Set problem>
Convert the entries, from the line containing "Mark the low" up to and including the last line of the entries, into a numbered list, omitting any blank lines.

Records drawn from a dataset
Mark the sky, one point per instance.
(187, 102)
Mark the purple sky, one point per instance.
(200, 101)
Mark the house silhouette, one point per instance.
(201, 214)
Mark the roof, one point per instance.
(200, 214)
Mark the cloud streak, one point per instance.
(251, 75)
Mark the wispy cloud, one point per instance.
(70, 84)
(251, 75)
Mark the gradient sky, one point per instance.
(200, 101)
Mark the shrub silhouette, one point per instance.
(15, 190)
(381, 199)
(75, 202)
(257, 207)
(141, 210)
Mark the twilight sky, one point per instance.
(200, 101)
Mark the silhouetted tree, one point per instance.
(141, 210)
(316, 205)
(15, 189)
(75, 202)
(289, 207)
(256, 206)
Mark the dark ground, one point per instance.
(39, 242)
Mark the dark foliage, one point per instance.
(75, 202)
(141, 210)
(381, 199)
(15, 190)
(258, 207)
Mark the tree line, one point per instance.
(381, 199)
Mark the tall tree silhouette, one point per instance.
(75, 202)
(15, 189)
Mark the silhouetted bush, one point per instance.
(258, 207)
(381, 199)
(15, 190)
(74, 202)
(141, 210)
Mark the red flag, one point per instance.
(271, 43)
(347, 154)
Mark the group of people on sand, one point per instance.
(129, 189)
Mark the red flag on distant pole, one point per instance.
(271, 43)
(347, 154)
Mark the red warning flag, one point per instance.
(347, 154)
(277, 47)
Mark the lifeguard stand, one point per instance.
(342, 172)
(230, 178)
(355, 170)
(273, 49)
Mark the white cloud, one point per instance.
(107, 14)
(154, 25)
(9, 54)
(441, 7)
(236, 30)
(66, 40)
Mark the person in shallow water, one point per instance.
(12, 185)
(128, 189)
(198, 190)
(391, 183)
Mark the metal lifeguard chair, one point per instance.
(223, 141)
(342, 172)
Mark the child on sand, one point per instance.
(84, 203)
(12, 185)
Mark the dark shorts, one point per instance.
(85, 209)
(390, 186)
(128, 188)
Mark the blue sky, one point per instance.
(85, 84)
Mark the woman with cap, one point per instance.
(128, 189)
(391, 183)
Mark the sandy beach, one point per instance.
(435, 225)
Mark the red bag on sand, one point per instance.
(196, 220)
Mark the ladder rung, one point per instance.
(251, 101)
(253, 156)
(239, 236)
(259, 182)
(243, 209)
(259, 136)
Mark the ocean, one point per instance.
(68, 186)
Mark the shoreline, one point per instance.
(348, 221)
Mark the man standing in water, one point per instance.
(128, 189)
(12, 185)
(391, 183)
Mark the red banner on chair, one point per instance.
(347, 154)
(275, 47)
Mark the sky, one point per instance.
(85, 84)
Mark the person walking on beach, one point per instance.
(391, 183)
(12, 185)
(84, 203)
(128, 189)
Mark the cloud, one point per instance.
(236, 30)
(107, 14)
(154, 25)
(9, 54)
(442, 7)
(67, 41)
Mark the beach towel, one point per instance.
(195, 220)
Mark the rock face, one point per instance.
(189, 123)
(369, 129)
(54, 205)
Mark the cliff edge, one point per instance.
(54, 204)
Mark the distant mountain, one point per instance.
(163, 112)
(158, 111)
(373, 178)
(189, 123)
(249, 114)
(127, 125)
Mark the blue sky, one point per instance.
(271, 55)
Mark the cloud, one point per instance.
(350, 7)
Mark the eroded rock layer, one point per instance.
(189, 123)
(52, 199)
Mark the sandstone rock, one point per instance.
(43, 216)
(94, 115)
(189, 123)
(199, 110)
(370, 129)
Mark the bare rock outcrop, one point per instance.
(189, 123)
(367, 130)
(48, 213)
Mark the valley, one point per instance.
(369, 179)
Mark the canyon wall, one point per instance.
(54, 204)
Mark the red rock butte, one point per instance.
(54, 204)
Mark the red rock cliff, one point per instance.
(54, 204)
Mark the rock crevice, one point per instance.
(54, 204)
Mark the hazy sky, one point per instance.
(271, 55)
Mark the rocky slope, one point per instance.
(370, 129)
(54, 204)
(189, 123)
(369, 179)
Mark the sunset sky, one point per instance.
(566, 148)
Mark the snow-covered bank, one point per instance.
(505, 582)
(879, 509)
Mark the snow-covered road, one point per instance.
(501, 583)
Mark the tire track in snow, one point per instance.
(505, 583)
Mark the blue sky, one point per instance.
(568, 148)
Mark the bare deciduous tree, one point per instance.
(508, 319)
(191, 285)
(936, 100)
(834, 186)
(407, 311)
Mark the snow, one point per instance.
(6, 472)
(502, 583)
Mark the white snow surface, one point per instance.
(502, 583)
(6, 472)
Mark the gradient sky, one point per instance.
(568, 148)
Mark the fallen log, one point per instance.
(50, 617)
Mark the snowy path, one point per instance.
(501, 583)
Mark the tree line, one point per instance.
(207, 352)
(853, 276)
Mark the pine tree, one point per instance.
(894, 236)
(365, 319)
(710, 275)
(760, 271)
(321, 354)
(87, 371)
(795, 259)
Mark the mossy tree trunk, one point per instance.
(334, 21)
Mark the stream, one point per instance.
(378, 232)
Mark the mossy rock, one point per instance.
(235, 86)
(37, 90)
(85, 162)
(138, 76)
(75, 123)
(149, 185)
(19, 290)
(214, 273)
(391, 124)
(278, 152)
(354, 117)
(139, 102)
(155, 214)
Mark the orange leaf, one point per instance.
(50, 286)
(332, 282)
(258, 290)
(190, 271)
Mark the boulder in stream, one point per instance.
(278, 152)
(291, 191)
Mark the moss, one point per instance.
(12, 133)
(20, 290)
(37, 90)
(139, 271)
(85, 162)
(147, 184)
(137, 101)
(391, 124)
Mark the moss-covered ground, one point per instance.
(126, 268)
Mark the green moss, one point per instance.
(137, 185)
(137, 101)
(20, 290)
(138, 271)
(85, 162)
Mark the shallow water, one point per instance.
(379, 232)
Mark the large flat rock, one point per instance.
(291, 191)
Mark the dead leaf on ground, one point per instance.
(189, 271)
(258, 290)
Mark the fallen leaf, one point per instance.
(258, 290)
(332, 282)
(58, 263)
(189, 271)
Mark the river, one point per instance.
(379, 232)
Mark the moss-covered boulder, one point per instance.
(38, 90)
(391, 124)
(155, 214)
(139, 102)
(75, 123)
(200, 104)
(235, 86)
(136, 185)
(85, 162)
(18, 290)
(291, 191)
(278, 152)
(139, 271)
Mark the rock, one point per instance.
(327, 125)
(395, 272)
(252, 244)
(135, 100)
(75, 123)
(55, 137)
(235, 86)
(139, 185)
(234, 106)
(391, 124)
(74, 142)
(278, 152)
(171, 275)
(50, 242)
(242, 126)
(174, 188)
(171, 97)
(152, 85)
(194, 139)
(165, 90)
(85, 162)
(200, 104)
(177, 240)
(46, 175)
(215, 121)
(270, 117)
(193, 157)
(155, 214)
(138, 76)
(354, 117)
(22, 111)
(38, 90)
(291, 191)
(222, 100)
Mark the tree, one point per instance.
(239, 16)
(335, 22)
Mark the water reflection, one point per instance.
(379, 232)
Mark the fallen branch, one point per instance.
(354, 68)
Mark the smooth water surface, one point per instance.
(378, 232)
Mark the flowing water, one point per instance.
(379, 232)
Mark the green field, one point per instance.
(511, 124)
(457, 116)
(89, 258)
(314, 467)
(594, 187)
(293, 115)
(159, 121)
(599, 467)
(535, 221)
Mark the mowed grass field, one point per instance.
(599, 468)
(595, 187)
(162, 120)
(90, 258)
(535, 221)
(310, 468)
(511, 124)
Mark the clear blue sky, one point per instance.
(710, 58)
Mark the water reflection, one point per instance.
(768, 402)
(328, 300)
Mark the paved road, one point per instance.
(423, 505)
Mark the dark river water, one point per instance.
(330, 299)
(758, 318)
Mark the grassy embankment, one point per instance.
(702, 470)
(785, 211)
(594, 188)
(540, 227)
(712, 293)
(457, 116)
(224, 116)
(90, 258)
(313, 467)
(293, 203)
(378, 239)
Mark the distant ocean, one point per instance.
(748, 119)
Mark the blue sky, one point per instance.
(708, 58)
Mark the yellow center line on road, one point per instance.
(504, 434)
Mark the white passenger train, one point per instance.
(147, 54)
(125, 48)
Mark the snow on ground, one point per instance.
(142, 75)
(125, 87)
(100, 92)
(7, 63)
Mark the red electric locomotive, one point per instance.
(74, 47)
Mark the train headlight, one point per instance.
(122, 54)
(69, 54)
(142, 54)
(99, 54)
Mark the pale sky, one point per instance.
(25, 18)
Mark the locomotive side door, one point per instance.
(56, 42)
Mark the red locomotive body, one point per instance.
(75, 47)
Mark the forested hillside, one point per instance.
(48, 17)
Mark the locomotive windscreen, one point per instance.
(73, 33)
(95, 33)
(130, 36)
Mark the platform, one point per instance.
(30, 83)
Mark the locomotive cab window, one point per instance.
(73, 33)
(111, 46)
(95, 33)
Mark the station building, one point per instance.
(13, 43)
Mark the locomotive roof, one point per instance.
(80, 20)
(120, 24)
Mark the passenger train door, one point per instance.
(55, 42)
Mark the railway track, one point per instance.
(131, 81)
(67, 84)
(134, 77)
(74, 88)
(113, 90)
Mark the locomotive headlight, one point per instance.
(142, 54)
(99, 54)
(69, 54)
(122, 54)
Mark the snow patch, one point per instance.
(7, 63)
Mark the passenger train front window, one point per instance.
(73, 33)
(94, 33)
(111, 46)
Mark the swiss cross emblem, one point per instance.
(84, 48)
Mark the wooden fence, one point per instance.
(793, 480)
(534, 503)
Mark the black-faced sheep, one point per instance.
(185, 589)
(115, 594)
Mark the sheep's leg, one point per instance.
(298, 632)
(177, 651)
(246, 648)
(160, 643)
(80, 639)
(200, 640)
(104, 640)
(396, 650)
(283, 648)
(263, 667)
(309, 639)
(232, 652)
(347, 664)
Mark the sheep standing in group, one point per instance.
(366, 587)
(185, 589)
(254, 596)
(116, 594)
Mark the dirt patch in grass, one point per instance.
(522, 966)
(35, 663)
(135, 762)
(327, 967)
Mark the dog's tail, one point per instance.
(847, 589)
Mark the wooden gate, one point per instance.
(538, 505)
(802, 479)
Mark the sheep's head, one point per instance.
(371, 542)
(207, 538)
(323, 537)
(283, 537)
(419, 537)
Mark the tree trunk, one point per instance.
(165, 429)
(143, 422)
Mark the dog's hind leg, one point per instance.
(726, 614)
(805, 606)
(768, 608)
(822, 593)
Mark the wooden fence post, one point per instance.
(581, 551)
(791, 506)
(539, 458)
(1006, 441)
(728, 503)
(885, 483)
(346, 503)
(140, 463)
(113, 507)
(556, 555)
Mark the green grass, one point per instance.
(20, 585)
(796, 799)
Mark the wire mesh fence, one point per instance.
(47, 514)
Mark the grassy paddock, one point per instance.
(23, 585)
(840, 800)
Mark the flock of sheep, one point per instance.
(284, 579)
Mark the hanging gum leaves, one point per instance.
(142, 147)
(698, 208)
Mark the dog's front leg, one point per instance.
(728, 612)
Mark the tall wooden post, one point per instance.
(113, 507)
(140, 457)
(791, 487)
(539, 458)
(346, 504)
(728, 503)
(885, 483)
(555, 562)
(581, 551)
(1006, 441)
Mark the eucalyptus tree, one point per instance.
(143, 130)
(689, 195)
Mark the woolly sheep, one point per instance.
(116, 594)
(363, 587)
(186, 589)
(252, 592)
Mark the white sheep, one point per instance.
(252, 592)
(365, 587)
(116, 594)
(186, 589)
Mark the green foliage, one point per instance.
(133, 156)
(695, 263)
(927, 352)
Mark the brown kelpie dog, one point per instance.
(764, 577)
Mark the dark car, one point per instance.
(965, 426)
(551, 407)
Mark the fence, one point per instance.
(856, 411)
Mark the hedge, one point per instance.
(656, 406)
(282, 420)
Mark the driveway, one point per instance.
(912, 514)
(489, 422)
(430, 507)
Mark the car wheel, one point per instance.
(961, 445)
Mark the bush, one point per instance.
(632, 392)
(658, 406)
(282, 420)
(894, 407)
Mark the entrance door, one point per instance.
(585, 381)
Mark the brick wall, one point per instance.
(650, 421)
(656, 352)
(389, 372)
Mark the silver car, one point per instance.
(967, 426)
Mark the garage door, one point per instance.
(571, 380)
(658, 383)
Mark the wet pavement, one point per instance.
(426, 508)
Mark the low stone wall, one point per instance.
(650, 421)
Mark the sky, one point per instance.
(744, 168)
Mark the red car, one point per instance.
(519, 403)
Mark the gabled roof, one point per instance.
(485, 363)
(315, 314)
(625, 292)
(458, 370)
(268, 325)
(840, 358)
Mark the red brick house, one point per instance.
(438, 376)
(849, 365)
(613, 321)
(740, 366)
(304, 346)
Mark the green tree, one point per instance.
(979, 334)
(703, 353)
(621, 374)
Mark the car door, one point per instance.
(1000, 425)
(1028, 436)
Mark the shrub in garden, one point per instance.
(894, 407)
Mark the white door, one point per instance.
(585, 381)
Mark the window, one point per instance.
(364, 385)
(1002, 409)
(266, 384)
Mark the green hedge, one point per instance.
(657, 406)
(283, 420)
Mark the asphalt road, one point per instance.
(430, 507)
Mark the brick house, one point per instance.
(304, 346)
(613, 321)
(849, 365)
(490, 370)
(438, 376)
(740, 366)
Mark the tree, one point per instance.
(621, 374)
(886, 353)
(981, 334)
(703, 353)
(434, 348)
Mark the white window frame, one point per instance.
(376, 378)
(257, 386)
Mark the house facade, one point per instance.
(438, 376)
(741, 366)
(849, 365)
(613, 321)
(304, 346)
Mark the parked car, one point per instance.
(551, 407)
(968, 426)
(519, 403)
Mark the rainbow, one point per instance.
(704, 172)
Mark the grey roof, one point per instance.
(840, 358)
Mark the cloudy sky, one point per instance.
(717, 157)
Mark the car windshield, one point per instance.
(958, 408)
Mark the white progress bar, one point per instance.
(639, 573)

Written solution>
1. Mark the low stone wall, one point per instance.
2. (650, 421)
3. Mark the sky, one point per instance.
4. (744, 168)
5. Mark the red car, one point per instance.
6. (519, 403)
7. Mark the gabled roof, one point per instance.
8. (485, 363)
9. (315, 314)
10. (625, 292)
11. (458, 370)
12. (268, 325)
13. (840, 358)
14. Mark the red brick house, one point per instance.
15. (438, 376)
16. (849, 365)
17. (613, 321)
18. (740, 366)
19. (304, 346)
20. Mark the green tree, one point per instance.
21. (979, 334)
22. (703, 353)
23. (621, 374)
24. Mark the car door, one point per instance.
25. (1000, 425)
26. (1028, 436)
27. Mark the shrub in garden, one point per instance.
28. (894, 407)
29. Mark the white door, one point per instance.
30. (585, 381)
31. Mark the window, one point per instance.
32. (364, 385)
33. (1002, 409)
34. (266, 384)
35. Mark the green hedge, one point per instance.
36. (657, 406)
37. (283, 420)
38. Mark the asphalt road, one point per instance.
39. (430, 507)
40. Mark the brick house, one point per instance.
41. (304, 346)
42. (613, 321)
43. (849, 365)
44. (490, 370)
45. (438, 376)
46. (740, 366)
47. Mark the tree, one point per instance.
48. (621, 374)
49. (886, 353)
50. (981, 334)
51. (703, 353)
52. (434, 348)
53. Mark the white window frame, one point per instance.
54. (376, 378)
55. (257, 386)
56. Mark the house facade, one point per instance.
57. (438, 376)
58. (741, 366)
59. (849, 365)
60. (613, 321)
61. (304, 346)
62. Mark the parked car, one point per instance.
63. (551, 407)
64. (968, 426)
65. (519, 403)
66. Mark the rainbow, one point per instance.
67. (704, 172)
68. Mark the grey roof, one point per instance.
69. (840, 358)
70. Mark the cloudy sky, one point per instance.
71. (717, 157)
72. Mark the car windshield, one point per instance.
73. (958, 408)
74. Mark the white progress bar, one point per instance.
75. (639, 573)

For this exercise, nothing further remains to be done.